→ TASK DESCRIPTION: Write out, word for word, the part of the listing below that opens with the line containing "Complete each <instance>" and closes with the line containing "positive clicks: (274, 24)", keeping both of those lines and adding no others.

BEGIN

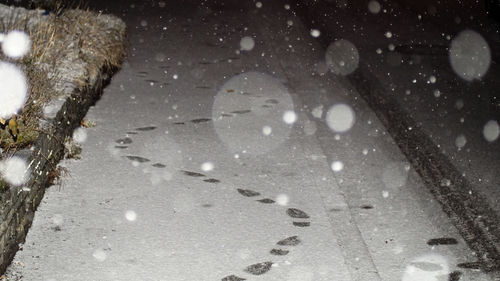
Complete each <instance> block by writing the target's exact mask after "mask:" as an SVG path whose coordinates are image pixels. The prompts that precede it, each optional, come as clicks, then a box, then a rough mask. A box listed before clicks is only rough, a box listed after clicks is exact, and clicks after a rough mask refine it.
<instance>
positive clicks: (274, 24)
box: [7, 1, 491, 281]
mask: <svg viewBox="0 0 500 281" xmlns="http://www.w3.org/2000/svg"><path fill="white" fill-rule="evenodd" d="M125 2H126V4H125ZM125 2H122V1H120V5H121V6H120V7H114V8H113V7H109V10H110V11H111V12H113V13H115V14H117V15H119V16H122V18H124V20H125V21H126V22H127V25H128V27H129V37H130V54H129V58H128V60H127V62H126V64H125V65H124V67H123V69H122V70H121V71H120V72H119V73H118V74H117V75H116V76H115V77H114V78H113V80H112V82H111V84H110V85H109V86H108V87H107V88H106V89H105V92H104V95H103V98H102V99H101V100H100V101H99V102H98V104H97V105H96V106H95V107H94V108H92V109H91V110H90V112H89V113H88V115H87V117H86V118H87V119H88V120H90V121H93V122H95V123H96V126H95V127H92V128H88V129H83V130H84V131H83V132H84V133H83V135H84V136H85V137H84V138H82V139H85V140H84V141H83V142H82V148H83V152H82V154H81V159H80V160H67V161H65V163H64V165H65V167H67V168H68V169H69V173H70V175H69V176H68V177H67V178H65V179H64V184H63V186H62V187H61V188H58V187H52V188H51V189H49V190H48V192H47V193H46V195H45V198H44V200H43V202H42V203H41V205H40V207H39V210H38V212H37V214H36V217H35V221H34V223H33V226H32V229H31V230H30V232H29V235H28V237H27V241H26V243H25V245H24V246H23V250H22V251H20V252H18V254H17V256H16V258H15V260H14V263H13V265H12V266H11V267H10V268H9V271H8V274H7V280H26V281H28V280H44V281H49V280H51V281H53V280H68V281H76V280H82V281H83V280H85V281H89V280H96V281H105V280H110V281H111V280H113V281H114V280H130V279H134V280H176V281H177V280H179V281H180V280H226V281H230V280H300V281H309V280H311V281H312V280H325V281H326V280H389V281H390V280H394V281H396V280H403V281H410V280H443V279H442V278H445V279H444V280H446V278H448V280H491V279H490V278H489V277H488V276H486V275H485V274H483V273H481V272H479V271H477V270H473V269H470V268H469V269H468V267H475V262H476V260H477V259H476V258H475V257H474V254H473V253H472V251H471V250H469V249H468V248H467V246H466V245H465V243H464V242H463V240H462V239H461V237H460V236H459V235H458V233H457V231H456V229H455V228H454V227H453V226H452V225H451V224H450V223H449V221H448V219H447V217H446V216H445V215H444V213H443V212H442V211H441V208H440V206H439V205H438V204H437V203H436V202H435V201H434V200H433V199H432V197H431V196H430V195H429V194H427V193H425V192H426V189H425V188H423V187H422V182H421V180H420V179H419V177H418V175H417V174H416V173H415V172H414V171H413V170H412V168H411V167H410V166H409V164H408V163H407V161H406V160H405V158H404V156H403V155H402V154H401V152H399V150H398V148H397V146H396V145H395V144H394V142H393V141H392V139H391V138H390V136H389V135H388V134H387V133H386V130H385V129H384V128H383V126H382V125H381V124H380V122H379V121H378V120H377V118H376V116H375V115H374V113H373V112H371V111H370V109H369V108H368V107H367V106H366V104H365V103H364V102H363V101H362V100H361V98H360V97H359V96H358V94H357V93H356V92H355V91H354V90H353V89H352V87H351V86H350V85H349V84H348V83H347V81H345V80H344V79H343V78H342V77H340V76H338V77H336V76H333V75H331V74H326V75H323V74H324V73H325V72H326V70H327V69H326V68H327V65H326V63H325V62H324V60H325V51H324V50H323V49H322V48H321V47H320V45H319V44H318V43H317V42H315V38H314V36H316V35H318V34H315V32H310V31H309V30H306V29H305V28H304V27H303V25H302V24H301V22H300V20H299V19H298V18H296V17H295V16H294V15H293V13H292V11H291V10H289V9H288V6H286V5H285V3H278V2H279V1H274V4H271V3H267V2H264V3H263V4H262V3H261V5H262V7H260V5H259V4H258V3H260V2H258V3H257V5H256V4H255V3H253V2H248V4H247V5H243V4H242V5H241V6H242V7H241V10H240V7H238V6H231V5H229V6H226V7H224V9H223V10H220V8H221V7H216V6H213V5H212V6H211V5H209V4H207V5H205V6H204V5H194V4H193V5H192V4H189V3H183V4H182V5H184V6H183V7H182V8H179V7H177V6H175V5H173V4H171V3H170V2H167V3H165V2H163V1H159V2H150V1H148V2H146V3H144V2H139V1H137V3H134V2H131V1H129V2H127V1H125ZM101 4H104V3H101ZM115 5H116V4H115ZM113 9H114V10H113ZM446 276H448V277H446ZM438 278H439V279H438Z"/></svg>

END
BEGIN

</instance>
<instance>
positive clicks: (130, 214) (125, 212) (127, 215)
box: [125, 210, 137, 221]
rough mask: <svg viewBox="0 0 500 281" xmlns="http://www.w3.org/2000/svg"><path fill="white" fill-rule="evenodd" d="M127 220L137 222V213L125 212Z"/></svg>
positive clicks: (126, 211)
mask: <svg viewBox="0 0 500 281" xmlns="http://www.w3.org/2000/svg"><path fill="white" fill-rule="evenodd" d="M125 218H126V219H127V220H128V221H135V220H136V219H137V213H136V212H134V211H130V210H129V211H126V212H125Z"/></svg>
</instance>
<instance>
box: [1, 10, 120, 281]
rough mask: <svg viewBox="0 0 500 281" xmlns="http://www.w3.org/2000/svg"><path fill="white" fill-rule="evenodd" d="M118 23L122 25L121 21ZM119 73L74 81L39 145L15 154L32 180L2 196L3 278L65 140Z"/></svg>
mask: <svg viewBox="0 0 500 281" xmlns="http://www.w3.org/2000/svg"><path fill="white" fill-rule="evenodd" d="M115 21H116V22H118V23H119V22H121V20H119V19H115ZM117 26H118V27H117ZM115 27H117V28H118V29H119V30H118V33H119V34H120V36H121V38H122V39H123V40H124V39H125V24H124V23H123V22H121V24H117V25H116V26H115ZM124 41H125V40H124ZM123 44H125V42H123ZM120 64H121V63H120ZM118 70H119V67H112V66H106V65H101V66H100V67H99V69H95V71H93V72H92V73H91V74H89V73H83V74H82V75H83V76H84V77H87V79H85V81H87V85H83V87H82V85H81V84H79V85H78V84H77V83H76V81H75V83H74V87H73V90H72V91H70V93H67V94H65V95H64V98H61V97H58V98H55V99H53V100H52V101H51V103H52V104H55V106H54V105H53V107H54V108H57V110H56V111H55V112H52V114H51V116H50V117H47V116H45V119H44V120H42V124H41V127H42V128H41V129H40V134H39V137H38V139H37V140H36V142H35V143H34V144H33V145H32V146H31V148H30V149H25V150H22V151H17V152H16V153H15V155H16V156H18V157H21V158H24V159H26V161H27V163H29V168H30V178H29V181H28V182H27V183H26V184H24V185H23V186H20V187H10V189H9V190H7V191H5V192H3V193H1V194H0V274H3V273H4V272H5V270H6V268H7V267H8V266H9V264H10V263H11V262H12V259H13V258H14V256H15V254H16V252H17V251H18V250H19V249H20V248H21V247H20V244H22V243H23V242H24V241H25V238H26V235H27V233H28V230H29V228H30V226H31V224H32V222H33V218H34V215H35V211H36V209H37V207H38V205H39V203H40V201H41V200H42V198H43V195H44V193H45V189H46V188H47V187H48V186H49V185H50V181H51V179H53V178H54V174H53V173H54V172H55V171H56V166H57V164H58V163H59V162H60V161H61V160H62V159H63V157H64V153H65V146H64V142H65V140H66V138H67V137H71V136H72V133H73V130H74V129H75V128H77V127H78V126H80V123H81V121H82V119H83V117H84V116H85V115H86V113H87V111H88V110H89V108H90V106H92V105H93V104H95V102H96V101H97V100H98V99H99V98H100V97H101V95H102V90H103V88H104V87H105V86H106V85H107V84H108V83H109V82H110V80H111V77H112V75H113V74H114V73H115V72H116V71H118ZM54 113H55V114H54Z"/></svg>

END
BEGIN

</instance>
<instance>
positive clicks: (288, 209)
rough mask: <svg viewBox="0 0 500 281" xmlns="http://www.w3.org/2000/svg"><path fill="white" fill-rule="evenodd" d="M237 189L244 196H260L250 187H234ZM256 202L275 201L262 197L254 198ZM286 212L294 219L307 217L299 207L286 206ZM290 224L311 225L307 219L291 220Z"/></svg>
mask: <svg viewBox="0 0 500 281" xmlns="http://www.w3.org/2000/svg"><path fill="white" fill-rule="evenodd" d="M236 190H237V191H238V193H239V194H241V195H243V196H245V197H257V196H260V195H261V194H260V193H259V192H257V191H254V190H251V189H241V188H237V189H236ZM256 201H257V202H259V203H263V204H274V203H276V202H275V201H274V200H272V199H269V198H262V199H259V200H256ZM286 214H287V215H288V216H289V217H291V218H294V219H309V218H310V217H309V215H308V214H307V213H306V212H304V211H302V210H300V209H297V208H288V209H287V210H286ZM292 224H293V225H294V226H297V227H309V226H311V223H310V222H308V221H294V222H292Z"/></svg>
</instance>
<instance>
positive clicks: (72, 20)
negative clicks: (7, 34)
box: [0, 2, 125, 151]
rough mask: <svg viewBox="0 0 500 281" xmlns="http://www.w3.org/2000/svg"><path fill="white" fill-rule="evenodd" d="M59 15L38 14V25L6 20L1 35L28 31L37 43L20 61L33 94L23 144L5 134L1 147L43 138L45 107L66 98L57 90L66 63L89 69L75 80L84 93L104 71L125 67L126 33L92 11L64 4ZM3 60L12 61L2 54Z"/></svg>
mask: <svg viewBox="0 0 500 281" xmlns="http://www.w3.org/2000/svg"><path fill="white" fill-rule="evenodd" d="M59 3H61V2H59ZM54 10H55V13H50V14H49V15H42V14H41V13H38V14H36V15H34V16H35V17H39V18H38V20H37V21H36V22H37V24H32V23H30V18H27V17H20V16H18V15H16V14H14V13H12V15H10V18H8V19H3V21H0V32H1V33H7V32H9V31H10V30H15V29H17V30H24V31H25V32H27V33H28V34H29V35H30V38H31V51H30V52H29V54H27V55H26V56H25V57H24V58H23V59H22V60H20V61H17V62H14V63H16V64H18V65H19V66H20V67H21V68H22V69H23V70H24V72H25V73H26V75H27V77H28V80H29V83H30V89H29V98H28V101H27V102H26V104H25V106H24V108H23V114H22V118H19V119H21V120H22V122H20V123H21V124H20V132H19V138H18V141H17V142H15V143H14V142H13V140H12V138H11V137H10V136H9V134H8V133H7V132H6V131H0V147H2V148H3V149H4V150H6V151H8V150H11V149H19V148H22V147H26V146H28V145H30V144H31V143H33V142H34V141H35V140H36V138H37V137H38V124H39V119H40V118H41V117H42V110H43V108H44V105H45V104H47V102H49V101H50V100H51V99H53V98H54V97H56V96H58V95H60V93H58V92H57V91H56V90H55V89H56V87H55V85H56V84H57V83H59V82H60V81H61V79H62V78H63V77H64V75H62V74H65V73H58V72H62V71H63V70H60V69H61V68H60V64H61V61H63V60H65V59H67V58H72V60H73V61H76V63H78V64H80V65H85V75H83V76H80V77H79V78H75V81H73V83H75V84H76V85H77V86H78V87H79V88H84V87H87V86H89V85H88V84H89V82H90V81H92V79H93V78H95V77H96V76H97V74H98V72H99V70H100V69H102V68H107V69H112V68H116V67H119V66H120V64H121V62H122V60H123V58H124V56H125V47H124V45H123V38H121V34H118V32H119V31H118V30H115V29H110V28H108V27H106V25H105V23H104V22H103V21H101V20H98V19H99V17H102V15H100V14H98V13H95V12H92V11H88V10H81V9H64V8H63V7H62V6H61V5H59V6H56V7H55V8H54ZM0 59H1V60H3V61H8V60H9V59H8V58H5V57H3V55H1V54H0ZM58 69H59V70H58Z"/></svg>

END

→ ANSWER BELOW:
Complete each <instance> block by writing the target's exact mask after "mask:" as an SVG path whose coordinates are image pixels. The prompts that precede it, each optional, come as clicks, then a box, then a rough mask. A box listed before clicks is only rough, a box listed after clicks is exact, and clicks after a rough mask refine it.
<instance>
positive clicks: (274, 24)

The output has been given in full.